- **DIRECTIONS**
Does each statement agree with the school board passage? Answer yes or no and quote the words that decide it: (a) Jeremy Story is a retired Army captain. (b) Story spoke at an August meeting. (c) Story was allowed to finish speaking before being removed.

School boards have always attracted their share of controversies: disagreements over curriculum, bitter election fights, and personality clashes. But in recent months, as parents express their frustration over Covid lockdowns, mask mandates, and critical race theory, local school districts and federal law enforcement have upped the ante by monitoring parents, requesting undercover agents at school board meetings, and even arresting parents who attend board meetings to express dissent.

The latest and most egregious example comes from Round Rock, Texas. In a series of school board meetings this fall, two fathers—a minister named Jeremy Story and a retired Army captain named Dustin Clark—spoke out against alleged corruption and school officials’ hostility toward parents. Journalist Pedro Gonzalez reported that at an August meeting, Story had calmly “produced evidence that the board had covered up an alleged assault by the superintendent, Hafedh Azaiez, against a mistress.” The superintendent and school board president cut him off midsentence and ordered officers to remove him from the premises.

- **Stored records**
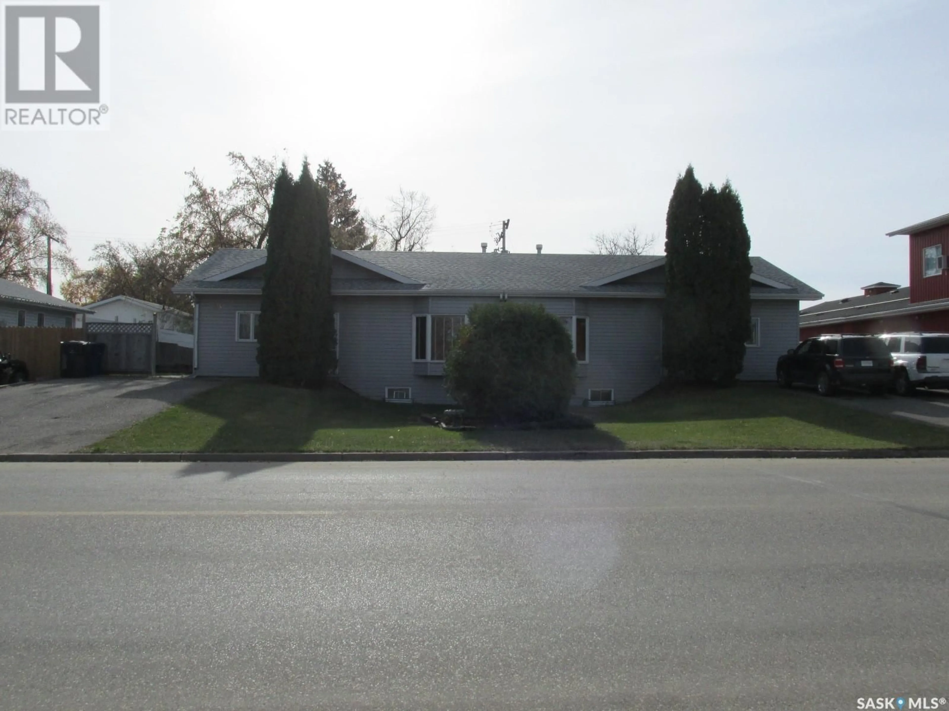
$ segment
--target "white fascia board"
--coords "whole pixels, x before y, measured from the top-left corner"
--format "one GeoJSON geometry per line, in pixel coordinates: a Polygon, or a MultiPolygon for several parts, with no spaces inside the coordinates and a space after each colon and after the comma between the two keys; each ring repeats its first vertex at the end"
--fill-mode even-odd
{"type": "Polygon", "coordinates": [[[364,259],[360,259],[359,257],[354,257],[351,254],[344,252],[341,249],[333,247],[331,253],[334,257],[339,257],[344,262],[349,262],[350,264],[356,264],[357,266],[362,266],[363,269],[368,269],[369,271],[374,271],[383,277],[391,279],[393,282],[399,282],[399,283],[423,283],[423,282],[417,282],[414,279],[409,279],[406,276],[400,274],[399,272],[394,272],[391,269],[386,269],[384,266],[380,266],[379,264],[374,264],[364,259]]]}
{"type": "Polygon", "coordinates": [[[623,269],[623,271],[617,272],[616,274],[610,274],[608,277],[604,277],[603,279],[598,279],[595,282],[587,282],[581,286],[605,286],[613,282],[618,282],[621,279],[625,279],[626,277],[632,277],[636,274],[642,274],[644,271],[649,271],[650,269],[655,269],[657,267],[665,264],[665,257],[657,257],[651,262],[646,262],[639,266],[633,266],[629,269],[623,269]]]}
{"type": "MultiPolygon", "coordinates": [[[[886,319],[891,316],[902,316],[904,314],[927,314],[931,311],[947,311],[949,310],[949,299],[940,299],[935,301],[923,301],[922,303],[918,303],[914,306],[904,306],[900,309],[891,309],[889,311],[875,311],[869,314],[853,314],[851,316],[838,316],[832,319],[820,319],[812,321],[807,321],[801,323],[802,327],[807,326],[823,326],[827,323],[847,323],[849,321],[865,321],[871,319],[886,319]]],[[[805,314],[807,316],[807,314],[805,314]]]]}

- **TASK SOLUTION**
(a) No: "a minister named Jeremy Story and a retired Army captain named Dustin Clark"
(b) Yes: "at an August meeting, Story had calmly"
(c) No: "cut him off midsentence and ordered officers to remove him from the premises"